■ **DIRECTIVE**
Give back the entire listing verbatim.
[START]
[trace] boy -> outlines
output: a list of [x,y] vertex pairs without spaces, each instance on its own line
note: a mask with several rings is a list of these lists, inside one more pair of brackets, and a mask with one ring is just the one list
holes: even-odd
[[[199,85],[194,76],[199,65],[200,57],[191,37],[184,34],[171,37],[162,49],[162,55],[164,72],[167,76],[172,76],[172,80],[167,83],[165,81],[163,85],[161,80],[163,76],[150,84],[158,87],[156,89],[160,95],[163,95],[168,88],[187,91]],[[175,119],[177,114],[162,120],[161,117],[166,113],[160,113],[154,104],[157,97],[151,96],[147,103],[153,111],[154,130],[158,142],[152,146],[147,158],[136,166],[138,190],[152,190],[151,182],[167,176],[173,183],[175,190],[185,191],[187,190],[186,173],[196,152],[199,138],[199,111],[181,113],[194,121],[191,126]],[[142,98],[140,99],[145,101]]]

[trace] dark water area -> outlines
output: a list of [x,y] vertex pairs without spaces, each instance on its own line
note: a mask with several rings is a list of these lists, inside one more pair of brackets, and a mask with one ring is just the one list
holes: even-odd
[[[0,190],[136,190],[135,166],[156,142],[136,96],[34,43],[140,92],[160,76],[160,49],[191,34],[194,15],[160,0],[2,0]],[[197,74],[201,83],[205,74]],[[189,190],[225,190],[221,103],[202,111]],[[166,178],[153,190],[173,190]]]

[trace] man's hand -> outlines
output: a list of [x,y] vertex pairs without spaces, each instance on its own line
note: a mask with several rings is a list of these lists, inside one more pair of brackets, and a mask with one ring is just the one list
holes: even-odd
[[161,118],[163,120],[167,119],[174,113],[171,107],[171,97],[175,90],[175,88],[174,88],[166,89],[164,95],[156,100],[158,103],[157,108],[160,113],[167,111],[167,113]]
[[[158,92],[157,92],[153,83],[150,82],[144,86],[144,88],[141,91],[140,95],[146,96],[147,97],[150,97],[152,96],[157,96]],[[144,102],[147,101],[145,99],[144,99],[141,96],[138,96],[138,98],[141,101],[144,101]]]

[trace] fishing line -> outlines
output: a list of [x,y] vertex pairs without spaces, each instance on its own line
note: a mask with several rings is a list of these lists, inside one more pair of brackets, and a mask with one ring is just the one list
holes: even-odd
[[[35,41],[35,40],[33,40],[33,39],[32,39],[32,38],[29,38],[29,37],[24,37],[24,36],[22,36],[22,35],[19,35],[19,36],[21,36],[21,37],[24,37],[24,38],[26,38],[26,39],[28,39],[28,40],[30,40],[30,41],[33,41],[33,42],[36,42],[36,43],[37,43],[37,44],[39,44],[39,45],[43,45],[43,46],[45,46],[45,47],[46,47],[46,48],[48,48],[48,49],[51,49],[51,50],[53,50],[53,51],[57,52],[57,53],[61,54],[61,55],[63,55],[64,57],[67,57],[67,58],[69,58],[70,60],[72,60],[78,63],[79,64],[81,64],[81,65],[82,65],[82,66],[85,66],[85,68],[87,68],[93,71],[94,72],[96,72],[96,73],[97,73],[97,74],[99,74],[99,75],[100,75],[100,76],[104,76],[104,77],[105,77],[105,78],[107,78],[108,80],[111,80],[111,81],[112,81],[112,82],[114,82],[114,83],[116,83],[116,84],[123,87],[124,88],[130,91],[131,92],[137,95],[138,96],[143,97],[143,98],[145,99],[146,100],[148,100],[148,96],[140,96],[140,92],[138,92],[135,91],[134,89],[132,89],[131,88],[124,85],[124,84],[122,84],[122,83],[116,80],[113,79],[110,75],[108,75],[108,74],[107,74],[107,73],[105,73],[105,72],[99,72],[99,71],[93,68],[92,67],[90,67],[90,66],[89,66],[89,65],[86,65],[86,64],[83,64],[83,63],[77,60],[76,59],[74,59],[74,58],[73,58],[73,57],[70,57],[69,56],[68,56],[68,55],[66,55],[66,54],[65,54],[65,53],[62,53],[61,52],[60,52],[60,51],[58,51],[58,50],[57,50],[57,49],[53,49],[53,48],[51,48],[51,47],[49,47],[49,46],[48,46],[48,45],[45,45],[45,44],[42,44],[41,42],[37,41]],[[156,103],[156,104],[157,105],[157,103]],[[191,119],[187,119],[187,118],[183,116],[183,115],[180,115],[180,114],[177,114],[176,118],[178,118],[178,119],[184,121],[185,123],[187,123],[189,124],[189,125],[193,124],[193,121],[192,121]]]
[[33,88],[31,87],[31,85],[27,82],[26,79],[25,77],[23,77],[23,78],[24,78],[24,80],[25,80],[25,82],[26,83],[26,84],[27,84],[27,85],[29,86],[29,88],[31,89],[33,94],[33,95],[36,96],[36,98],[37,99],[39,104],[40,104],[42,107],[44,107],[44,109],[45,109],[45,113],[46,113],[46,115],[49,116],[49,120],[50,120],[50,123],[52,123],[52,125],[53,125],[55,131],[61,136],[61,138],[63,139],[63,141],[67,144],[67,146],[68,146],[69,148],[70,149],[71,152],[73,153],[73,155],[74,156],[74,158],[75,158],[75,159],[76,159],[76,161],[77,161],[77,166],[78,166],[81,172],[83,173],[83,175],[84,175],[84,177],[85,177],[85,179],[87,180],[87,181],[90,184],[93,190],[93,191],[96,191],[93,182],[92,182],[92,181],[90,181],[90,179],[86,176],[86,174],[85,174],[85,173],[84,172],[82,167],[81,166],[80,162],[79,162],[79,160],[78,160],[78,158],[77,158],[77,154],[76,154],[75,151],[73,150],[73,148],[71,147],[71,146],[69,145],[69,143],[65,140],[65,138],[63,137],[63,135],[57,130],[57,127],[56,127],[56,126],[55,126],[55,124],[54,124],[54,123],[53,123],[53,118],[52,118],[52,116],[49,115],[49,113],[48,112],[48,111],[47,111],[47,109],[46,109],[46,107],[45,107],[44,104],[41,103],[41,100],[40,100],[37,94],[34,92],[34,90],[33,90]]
[END]
■ **COMPLETED TASK**
[trace] boy -> outlines
output: a list of [x,y] vertex pairs without spaces, each instance on its own line
note: a mask with several rings is a list of these lists, inside one more pair of brackets, and a mask with one ring is just the one list
holes: even-odd
[[[199,85],[194,76],[199,65],[200,57],[191,37],[184,34],[171,37],[162,49],[162,55],[164,72],[167,76],[172,76],[172,80],[167,83],[165,81],[163,85],[161,80],[163,76],[150,84],[158,87],[156,89],[160,95],[163,95],[168,88],[187,91]],[[175,119],[177,114],[162,120],[161,117],[166,113],[160,113],[154,104],[157,97],[151,96],[147,103],[153,111],[154,130],[158,142],[152,146],[147,158],[136,166],[138,190],[152,190],[151,182],[167,176],[173,183],[175,190],[185,191],[187,190],[186,173],[196,152],[199,138],[199,111],[181,113],[194,121],[191,126]],[[142,98],[140,99],[145,101]]]

[trace] dark water area -> outlines
output: a list of [x,y] vertex pairs without spaces, each instance on its own line
note: a mask with several rings is a list of these lists, inside one more pair of brackets, and a mask with one ring is just the one list
holes: even-odd
[[[0,190],[136,190],[135,166],[156,142],[136,96],[34,43],[140,92],[160,76],[160,49],[191,34],[194,15],[160,0],[2,0]],[[197,74],[201,83],[205,74]],[[189,190],[225,190],[221,103],[202,111]],[[166,178],[153,190],[173,190]]]

[trace] man's hand -> outlines
output: a list of [x,y] vertex pairs without spaces, each instance on its own line
note: a mask with several rings is a list of these lists, inside one more pair of brackets, and a mask with one ring is just the one list
holes: even-odd
[[161,118],[163,120],[167,119],[174,113],[171,107],[171,97],[175,90],[175,88],[174,88],[166,89],[164,95],[156,100],[158,103],[157,108],[160,113],[167,111],[167,113]]
[[[158,92],[157,92],[153,83],[150,82],[144,86],[144,88],[141,91],[140,95],[146,96],[147,97],[150,97],[152,96],[157,96]],[[144,102],[147,101],[145,99],[144,99],[141,96],[138,96],[138,98],[141,101],[144,101]]]

[trace] fishing line -> outlines
output: a list of [x,y] vertex pairs without spaces, each instance on its own line
note: a mask with several rings is a list of these lists, inside one more pair of brackets, and a mask with one ring is just the one list
holes: even-odd
[[[35,41],[35,40],[33,40],[33,39],[32,39],[32,38],[29,38],[29,37],[24,37],[24,36],[22,36],[22,35],[19,35],[19,36],[21,36],[21,37],[24,37],[24,38],[26,38],[26,39],[28,39],[28,40],[30,40],[30,41],[33,41],[33,42],[36,42],[36,43],[37,43],[37,44],[39,44],[39,45],[43,45],[43,46],[45,46],[45,47],[46,47],[46,48],[48,48],[48,49],[51,49],[51,50],[53,50],[53,51],[57,52],[57,53],[61,54],[61,55],[63,55],[64,57],[67,57],[67,58],[69,58],[70,60],[72,60],[78,63],[79,64],[81,64],[81,65],[82,65],[82,66],[85,66],[85,68],[87,68],[93,71],[94,72],[96,72],[96,73],[97,73],[97,74],[99,74],[99,75],[100,75],[100,76],[104,76],[104,77],[105,77],[105,78],[107,78],[108,80],[111,80],[111,81],[112,81],[112,82],[114,82],[114,83],[116,83],[116,84],[123,87],[124,88],[130,91],[131,92],[137,95],[138,96],[143,97],[143,98],[145,99],[146,100],[148,100],[148,96],[140,96],[140,92],[138,92],[135,91],[134,89],[132,89],[131,88],[124,85],[124,84],[122,84],[122,83],[116,80],[113,79],[110,75],[108,75],[108,74],[107,74],[107,73],[105,73],[105,72],[99,72],[99,71],[93,68],[92,67],[90,67],[90,66],[89,66],[89,65],[86,65],[86,64],[83,64],[83,63],[77,60],[76,59],[74,59],[74,58],[73,58],[73,57],[70,57],[69,56],[68,56],[68,55],[66,55],[66,54],[65,54],[65,53],[62,53],[61,52],[60,52],[60,51],[58,51],[58,50],[57,50],[57,49],[53,49],[53,48],[51,48],[51,47],[49,47],[49,46],[48,46],[48,45],[45,45],[45,44],[42,44],[41,42],[37,41]],[[156,103],[156,104],[157,105],[157,103]],[[191,119],[187,119],[187,118],[183,116],[183,115],[180,115],[180,114],[177,114],[176,118],[178,118],[178,119],[184,121],[185,123],[187,123],[189,124],[189,125],[193,124],[193,121],[192,121]]]
[[33,88],[31,87],[31,85],[27,82],[26,79],[25,77],[23,77],[23,78],[24,78],[24,80],[25,80],[25,82],[26,83],[26,84],[27,84],[27,85],[29,86],[29,88],[31,89],[33,94],[33,95],[36,96],[36,98],[37,99],[39,104],[40,104],[42,107],[44,107],[44,109],[45,109],[45,113],[46,113],[46,115],[49,116],[49,120],[50,120],[50,123],[52,123],[52,125],[53,125],[55,131],[61,136],[61,138],[63,139],[63,141],[67,144],[67,146],[68,146],[69,148],[70,149],[71,152],[73,153],[73,155],[74,156],[74,158],[75,158],[75,159],[76,159],[76,161],[77,161],[77,166],[78,166],[81,172],[83,173],[83,175],[84,175],[84,177],[85,177],[85,179],[87,180],[87,181],[90,184],[93,190],[93,191],[96,191],[93,182],[92,182],[92,181],[90,181],[90,179],[86,176],[86,174],[85,174],[85,173],[84,172],[82,167],[81,166],[80,162],[79,162],[79,160],[78,160],[78,158],[77,158],[77,154],[76,154],[75,151],[73,150],[73,148],[71,147],[71,146],[69,145],[69,143],[65,140],[65,138],[63,137],[63,135],[57,130],[57,127],[56,127],[56,126],[55,126],[55,124],[54,124],[54,123],[53,123],[53,118],[52,118],[52,116],[49,115],[49,113],[48,112],[48,111],[47,111],[47,109],[46,109],[46,107],[45,107],[44,104],[41,103],[41,100],[40,100],[37,94],[34,92],[34,90],[33,90]]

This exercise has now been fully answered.